WORK TO BE COMPLETED: For the data below, restate word for word only the lines from the line containing "The function MUST return, for every instance of the distant" through the line containing "The function MUST return, for every instance of the sandy", both ends included.

DATA EXTRACTS:
◇ ◇ ◇ ◇ ◇ ◇ ◇

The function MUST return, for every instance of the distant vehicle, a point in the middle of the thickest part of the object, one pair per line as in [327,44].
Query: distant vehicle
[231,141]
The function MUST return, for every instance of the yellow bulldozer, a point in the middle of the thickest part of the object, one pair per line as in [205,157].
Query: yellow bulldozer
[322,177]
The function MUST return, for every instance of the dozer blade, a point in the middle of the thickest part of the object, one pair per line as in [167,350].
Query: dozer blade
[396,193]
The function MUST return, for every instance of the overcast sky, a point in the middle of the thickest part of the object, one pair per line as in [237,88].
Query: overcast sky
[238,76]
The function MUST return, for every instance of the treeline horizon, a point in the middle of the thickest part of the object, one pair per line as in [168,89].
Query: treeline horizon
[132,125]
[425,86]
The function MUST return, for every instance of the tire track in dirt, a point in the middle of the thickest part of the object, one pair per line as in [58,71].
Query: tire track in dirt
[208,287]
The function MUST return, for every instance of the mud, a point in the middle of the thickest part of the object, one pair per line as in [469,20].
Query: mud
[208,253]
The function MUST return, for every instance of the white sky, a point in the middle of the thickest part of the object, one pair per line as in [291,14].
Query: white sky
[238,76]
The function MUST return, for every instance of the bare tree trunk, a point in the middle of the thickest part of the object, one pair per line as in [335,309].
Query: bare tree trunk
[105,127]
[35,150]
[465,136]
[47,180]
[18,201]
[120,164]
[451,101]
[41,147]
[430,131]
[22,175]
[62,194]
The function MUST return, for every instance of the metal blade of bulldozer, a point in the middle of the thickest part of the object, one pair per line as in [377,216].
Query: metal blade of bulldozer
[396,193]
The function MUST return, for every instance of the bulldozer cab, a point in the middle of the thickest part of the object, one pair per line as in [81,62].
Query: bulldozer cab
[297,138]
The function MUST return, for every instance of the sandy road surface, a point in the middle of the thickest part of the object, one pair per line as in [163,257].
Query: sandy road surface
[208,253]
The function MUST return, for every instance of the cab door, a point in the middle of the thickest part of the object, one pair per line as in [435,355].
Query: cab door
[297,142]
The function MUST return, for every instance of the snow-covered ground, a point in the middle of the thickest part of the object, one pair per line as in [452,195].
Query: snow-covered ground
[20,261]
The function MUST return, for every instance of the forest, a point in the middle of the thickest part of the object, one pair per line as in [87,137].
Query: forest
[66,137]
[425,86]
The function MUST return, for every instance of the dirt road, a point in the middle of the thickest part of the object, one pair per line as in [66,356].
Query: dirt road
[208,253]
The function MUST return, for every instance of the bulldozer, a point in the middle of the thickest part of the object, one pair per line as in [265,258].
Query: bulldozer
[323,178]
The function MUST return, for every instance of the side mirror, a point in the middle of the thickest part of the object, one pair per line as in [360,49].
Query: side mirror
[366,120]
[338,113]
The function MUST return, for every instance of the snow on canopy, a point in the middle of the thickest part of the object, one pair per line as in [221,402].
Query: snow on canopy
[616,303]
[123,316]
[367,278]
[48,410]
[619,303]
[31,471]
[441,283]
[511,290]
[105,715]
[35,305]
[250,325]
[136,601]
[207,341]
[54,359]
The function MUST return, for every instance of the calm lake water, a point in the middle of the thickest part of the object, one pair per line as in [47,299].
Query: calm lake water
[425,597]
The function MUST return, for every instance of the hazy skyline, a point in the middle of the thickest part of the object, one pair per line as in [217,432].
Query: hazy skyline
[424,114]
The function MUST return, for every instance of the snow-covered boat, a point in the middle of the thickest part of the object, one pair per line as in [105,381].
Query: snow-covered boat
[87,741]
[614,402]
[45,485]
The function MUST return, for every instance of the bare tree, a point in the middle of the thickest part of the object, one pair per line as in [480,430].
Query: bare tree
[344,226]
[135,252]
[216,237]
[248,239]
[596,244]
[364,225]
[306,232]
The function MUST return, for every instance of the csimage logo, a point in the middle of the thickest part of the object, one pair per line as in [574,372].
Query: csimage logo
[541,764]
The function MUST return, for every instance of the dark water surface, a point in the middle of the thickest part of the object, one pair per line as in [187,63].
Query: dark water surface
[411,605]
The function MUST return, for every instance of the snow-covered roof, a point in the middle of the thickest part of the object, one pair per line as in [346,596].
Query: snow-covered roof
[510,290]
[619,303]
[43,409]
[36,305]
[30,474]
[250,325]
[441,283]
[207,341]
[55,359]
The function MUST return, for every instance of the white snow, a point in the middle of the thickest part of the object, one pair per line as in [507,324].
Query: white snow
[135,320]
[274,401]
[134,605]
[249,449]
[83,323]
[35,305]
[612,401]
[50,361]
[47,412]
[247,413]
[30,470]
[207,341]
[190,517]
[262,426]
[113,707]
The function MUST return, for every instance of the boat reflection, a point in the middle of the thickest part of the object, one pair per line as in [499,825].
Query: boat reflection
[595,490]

◇ ◇ ◇ ◇ ◇ ◇ ◇

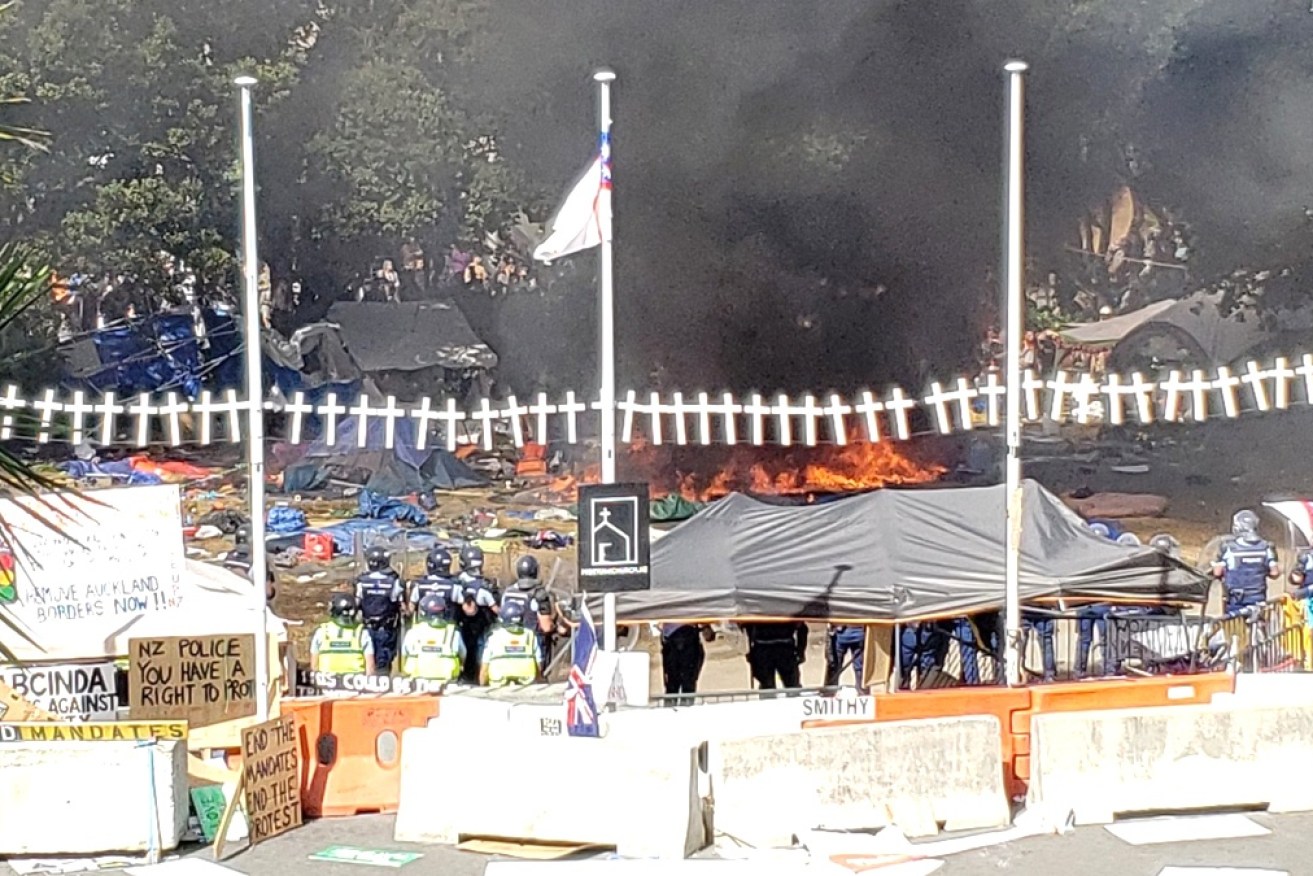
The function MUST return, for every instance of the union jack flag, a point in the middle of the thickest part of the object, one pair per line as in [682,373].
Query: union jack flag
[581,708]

◇ ◇ ◇ ◇ ◇ ◇ ◇

PROBLEM SOLUTION:
The function MUST return, for every instance of the distant vehicle, a point in the middle of the thickest part of the object, one pair per line as in [327,44].
Query: distant vehicle
[231,141]
The function MUST return, for every instance of the yellow bulldozer, a point in the middle of the thickest part of the object, one pair per line as in [205,157].
Query: yellow bulldozer
[322,177]
The function MUST return, for every instance of the dozer blade, a point in the middle of the thickest part of the object, one pair per line as in [167,350].
Query: dozer blade
[396,193]
The function MUST return, for every instance of the overcast sky, a point in the middle of the thickest part of the object, one pair per line as in [237,88].
Query: overcast sky
[238,76]
The function MUST return, for every instance of the treeline horizon, a point in the middle of the thickest part of the object, one pair per line as in [168,89].
Query: treeline horizon
[132,125]
[425,86]
The function MUST return, for every instance of the tire track in dirt, a point in the middle of the thickest part of the object, one pair per line as in [58,71].
Query: tire track in dirt
[208,287]
The function MUST return, for every instance of the mud, a point in the middle of the thickest part of the object, one pair per line as in [469,20].
Query: mud
[208,253]
The function MUST return, for every instance of the white sky, a point in the middle of the thickest part of the object, one pair per line as in [291,14].
Query: white sky
[238,76]
The function MUST return, for every instance of the bare tree trunk, a point in the middle of the thickest part of the object, one pair per line as in [335,309].
Query: bare tree trunk
[105,127]
[35,150]
[465,136]
[47,180]
[18,201]
[120,164]
[451,101]
[41,147]
[430,131]
[22,175]
[62,194]
The function MUST return, for every instance of the metal blade of bulldozer, a point in the middle of the thickest part of the object, one pair per line as in [377,216].
Query: metal blade of bulldozer
[396,193]
The function MUST return, for every instance of the bulldozer cab, a point in the middle of the thickest part of the object, one pair per line as in [81,62].
Query: bulldozer cab
[297,138]
The function MUST return, for every instance of the sandy road surface, a point in the middle of the thickest part of the object, one pair per line as in [163,257].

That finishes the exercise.